_Document text_

--- --- ---

If you need any assistance, don't hesitate to drop me a mail at erik.nijkamp@testobject.com ;)
TestObject is a cloud-based service, therefore our data (that is test scripts, reports, test apps and so forth) sits in the cloud. More specifically, most of our binary data resides in Amazons distributed file system S3 and most of our textual data is stored in Amazons distributed DynamoDB.
Over the past few weeks, we've observed that uploading a large number of relatively small files (~1 kb per file) to S3 takes a tremendous amount of time. In numbers, it takes roughly 10 seconds to upload 24 files which in total eat up 47 kilobytes ... that is 4 kilobytes / second ... really slow indeed!
Your mission, should you choose to accept it, is to significantly improve the S3 throughput for large numbers of small files.
This is our minimal chain of tools:
- Ubuntu 12.04 LTS
- OpenJDK 1.7
- Eclipse Juno for Java Developers [0]
- Amazon AWS account, instructions are below, if this is an issue (e.g. for privacy reasons), PLEASE PING US
Feel free to use tools of your choice, but keep in mind that we cannot provide any assistance for tools other than the listed above.

--- --- ---

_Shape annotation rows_
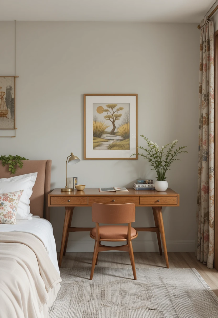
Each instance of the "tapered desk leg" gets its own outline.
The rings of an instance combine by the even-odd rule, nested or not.
[[[158,226],[158,216],[157,215],[157,211],[155,208],[152,208],[153,214],[154,215],[154,218],[155,224],[155,226]],[[158,246],[159,247],[159,250],[160,252],[160,255],[162,255],[162,248],[161,247],[161,242],[160,240],[160,231],[157,232],[157,236],[158,238]],[[64,254],[64,255],[65,255]]]
[[[60,256],[59,256],[59,260],[58,262],[58,265],[59,267],[60,267],[61,265],[62,258],[63,257],[64,249],[64,245],[66,240],[66,237],[67,233],[68,225],[69,224],[69,221],[70,218],[72,208],[66,207],[65,209],[65,216],[64,218],[64,228],[63,229],[63,234],[62,234],[62,239],[61,240],[61,245],[60,246]]]
[[[163,220],[163,216],[162,215],[162,211],[161,210],[161,207],[153,207],[153,209],[154,209],[156,211],[157,215],[158,218],[158,226],[160,232],[160,235],[161,236],[162,239],[162,243],[163,246],[164,247],[164,256],[165,256],[166,260],[166,267],[169,268],[169,261],[168,260],[168,256],[167,255],[167,251],[166,249],[166,239],[165,238],[165,233],[164,232],[164,222]]]
[[[71,212],[70,212],[70,218],[69,220],[69,224],[68,224],[68,227],[70,227],[70,226],[71,224],[71,222],[72,222],[72,218],[73,217],[73,213],[74,212],[74,207],[73,207],[71,208]],[[66,251],[67,250],[67,243],[68,242],[68,239],[69,238],[69,234],[70,232],[68,230],[68,229],[67,229],[67,236],[66,237],[66,239],[65,240],[65,244],[64,245],[64,255],[65,255],[66,254]]]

--- --- ---

From the S3 upload text above, list every tool in the team's minimal chain of tools.

- Ubuntu 12.04 LTS
- OpenJDK 1.7
- Eclipse Juno for Java Developers
- Amazon AWS account